Instructions to follow | Copy out every line of the data below, requests included, and increase each x and y coordinate in the answers by 139. Leave the values in the requests and their sample format unchanged.

Extracted material |
****************************************

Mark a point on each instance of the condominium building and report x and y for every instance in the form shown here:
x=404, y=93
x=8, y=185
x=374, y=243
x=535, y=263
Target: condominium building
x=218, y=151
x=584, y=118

****************************************

Answer |
Mark a point on each instance of the condominium building and report x and y for every instance in the form shown here:
x=404, y=93
x=8, y=185
x=374, y=243
x=535, y=263
Target: condominium building
x=357, y=290
x=723, y=257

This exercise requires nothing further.